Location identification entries
□ □ □ □ □ □ □

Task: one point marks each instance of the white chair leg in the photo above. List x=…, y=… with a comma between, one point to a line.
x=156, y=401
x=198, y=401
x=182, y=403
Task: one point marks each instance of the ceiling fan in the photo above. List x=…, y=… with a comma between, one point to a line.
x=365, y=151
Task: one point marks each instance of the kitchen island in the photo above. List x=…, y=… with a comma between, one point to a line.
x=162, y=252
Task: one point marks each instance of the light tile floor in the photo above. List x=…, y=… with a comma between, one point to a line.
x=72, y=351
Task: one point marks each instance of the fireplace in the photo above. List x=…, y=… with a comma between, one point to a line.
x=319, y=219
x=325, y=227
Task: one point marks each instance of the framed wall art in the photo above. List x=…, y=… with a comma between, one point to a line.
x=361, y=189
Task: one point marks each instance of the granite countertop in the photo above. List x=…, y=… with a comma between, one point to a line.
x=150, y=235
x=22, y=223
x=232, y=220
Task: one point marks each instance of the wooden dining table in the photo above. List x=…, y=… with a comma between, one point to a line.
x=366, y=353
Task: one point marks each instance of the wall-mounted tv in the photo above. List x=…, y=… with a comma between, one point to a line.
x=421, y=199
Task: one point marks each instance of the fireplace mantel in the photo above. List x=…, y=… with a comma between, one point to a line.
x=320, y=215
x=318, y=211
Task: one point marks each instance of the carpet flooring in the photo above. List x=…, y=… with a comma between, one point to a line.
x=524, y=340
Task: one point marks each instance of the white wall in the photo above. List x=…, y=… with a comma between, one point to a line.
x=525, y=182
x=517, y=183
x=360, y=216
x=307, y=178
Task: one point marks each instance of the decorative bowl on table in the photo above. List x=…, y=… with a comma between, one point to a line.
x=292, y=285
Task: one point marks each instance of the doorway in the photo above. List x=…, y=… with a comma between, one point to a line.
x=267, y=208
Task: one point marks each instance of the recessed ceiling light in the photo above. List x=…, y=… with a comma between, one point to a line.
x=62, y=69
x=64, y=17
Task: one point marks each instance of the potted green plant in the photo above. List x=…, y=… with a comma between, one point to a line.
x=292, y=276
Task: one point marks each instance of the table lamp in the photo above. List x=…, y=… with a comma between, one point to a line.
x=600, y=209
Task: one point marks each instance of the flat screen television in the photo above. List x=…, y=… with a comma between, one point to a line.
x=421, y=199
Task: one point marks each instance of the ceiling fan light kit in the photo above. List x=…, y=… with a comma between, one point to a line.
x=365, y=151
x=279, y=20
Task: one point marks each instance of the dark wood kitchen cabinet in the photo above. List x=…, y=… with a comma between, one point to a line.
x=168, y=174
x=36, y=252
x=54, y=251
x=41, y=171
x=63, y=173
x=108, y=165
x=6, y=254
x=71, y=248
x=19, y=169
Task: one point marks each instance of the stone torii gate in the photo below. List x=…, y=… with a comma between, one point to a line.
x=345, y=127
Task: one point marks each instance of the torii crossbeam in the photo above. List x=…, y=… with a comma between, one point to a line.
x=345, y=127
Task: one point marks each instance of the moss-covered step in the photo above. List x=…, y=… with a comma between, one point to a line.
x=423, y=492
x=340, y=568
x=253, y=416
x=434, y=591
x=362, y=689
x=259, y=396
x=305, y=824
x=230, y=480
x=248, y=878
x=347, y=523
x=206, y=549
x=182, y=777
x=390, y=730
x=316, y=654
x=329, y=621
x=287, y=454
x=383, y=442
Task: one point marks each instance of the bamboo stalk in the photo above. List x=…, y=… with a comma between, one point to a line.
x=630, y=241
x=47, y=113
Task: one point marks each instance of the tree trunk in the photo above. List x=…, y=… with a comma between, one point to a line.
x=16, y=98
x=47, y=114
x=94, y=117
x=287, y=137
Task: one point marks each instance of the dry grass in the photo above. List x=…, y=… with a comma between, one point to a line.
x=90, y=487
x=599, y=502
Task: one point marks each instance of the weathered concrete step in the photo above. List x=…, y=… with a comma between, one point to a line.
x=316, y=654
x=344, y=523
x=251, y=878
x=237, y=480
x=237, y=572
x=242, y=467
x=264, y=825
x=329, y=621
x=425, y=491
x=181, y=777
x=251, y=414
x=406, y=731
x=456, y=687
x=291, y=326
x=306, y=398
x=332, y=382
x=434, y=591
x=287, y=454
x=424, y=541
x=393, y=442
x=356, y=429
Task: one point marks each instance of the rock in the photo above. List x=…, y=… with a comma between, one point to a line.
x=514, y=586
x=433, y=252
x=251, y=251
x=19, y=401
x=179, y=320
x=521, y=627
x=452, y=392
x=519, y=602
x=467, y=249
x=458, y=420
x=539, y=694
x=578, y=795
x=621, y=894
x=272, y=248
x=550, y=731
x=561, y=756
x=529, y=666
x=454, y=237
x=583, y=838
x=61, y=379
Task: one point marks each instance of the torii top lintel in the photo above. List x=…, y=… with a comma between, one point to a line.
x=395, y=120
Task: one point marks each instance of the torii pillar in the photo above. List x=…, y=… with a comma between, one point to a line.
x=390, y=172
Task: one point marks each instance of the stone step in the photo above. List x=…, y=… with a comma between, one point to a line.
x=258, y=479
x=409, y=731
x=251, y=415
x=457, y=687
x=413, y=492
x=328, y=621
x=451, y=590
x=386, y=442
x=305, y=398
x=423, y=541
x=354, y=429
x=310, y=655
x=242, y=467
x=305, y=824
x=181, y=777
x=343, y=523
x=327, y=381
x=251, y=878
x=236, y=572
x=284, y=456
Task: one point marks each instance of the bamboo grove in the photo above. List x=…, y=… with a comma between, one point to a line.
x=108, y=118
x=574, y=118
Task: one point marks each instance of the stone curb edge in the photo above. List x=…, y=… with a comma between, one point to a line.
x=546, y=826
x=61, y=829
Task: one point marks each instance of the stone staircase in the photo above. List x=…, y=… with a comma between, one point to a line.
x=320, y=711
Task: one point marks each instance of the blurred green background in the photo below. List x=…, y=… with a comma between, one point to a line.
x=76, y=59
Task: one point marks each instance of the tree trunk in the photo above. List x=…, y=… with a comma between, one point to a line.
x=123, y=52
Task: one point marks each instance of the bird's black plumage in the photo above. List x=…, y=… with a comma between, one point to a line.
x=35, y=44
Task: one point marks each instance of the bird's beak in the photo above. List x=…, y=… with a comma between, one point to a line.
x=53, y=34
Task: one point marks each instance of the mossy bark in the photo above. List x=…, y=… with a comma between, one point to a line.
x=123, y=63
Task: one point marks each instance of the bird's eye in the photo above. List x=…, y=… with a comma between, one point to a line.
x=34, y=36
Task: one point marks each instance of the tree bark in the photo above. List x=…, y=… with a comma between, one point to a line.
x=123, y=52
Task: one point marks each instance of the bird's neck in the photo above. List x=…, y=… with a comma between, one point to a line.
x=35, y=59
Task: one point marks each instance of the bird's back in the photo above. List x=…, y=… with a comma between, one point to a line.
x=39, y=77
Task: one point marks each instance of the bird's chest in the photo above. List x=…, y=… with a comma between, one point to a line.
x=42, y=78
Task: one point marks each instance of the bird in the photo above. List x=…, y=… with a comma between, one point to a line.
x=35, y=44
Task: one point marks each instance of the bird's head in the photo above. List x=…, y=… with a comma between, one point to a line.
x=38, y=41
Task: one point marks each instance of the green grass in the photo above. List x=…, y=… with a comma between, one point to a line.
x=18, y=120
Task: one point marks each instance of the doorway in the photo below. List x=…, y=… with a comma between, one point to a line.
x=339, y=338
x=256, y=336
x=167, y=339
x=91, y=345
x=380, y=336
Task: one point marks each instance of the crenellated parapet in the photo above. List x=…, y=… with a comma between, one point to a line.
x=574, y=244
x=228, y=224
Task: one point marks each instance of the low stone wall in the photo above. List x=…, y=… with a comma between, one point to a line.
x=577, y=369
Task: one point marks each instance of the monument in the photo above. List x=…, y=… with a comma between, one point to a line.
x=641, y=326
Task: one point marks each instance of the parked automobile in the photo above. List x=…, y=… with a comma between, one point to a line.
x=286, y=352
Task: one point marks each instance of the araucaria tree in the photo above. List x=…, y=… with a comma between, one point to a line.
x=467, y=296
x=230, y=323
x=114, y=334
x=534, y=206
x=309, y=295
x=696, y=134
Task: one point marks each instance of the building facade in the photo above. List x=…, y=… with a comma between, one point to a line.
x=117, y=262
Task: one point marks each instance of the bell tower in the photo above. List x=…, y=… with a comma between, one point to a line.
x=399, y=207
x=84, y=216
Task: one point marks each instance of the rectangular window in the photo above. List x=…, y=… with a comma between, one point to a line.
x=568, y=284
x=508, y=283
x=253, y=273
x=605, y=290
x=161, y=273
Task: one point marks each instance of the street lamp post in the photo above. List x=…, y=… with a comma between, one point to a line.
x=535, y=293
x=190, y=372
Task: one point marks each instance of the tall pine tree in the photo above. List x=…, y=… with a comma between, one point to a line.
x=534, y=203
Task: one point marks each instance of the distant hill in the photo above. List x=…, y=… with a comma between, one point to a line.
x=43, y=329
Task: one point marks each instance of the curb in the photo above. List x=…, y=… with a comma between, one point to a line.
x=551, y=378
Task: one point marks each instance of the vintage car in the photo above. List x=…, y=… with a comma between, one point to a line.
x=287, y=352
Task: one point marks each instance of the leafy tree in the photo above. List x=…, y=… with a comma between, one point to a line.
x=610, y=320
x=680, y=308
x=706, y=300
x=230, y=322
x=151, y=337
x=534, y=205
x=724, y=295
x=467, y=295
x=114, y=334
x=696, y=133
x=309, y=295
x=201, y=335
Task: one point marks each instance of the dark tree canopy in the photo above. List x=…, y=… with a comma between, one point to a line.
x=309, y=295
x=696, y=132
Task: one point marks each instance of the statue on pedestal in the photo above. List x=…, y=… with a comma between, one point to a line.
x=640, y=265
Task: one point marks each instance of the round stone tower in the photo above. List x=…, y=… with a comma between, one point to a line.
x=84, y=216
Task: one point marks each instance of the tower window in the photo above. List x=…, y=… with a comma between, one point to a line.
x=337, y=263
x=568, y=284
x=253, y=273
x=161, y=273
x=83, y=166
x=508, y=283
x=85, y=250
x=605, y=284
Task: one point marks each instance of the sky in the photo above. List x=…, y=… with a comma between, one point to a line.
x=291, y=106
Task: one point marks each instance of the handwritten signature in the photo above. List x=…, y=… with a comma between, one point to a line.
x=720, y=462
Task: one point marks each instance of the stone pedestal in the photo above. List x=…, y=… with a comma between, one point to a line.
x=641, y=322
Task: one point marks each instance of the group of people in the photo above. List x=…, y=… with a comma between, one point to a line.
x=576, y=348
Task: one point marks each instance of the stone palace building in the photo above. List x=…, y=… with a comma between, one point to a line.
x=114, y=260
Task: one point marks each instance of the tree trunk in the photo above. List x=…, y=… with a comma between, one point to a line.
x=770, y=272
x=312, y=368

□ □ □ □ □ □ □

Work to complete: Copy the entries above word for word, from the line containing "Task: one point marks each instance of the tree bark" through the line containing "x=18, y=120", with both of those lines included.

Result:
Task: one point marks each instance of the tree bark in the photo above. List x=…, y=… with a comma between, one point to a line.
x=123, y=52
Task: one point marks each instance of the bird's neck in the photo above. List x=…, y=… with a comma between, one point to a line.
x=35, y=59
Task: one point marks each instance of the bird's back in the photo above. List x=…, y=… with a comma between, one point to a line.
x=39, y=77
Task: one point marks each instance of the bird's chest in the photo above. List x=…, y=… with a comma between, one point to a line.
x=42, y=78
Task: one point marks each instance of the bird in the photo above. List x=…, y=… with a comma between, one point to a line.
x=35, y=44
Task: one point marks each instance of the bird's head in the photo above. List x=…, y=… with a comma between, one point to a line.
x=38, y=41
Task: one point marks each instance of the green grass in the photo above. List x=…, y=… with a comma between, one point to a line.
x=18, y=120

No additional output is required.